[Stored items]
^^^^

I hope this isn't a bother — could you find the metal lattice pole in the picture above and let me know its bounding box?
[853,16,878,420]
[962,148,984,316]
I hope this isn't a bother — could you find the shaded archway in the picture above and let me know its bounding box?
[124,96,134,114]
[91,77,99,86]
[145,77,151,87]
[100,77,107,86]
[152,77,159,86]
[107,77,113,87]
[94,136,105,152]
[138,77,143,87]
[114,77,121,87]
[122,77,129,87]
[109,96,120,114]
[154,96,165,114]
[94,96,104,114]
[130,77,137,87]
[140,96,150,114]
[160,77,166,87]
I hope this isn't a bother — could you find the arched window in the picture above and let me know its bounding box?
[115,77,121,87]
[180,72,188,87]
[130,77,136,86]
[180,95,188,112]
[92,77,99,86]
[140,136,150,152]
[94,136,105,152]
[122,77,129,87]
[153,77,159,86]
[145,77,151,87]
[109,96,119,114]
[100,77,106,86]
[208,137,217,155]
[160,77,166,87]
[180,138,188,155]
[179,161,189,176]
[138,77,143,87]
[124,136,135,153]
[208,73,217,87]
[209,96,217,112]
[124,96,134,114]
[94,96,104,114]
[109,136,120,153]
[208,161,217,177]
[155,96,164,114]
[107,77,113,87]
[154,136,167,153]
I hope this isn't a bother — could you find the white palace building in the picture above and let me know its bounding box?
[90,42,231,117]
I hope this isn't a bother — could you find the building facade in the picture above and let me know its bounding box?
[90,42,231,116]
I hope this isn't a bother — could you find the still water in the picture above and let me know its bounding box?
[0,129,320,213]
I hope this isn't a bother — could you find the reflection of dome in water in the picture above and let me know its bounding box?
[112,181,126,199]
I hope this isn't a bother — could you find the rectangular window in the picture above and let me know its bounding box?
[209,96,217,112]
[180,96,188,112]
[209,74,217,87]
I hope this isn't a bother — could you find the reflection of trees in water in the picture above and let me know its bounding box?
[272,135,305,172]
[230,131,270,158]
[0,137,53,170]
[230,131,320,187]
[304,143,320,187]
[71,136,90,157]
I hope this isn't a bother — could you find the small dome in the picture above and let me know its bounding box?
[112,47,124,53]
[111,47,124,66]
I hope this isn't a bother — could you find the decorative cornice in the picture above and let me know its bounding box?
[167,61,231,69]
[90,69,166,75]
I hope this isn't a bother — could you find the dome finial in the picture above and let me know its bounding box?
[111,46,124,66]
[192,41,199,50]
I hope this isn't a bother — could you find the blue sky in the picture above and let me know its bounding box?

^^^^

GOAL:
Take the stretch of the data from the line containing "find the white" through the line containing "[90,69,166,75]", and replace "reflection" with "mirrored image" wherever it appears there. Give back only those lines, with nothing else changed.

SOLUTION FOR THIS TASK:
I hope this isn't a bother — could you find the white palace building in the picture above and let me know its bounding box?
[90,42,231,117]
I hope this isn't a bother — could you find the building facade in the picture above and let me know its bounding box?
[90,42,231,116]
I hope this isn't a bother — could you find the still water in the picture above and let me know its bounding box?
[0,129,320,213]
I hope this isn't a bother — could you find the mirrored image of dome in water in the picture above and let me know its bounding box?
[112,181,126,199]
I hope this isn't a bother — could you find the rectangular window in the picture above and let me know its bounding box?
[209,96,217,112]
[180,96,188,112]
[209,74,217,87]
I hope this isn't a bother — could you find the mirrored image of trees in water in the picture above and let me know its bounding box?
[272,135,305,172]
[230,131,270,158]
[0,137,53,170]
[230,131,320,187]
[304,143,320,187]
[71,136,90,157]
I hope this isn't a bother — could you find the small dome in the picture above and let me know its bounding box?
[112,47,124,53]
[111,47,124,66]
I hope this isn't a bother — could you find the decorative cornice in the picture above and let me know its bounding box?
[167,61,231,69]
[90,69,166,75]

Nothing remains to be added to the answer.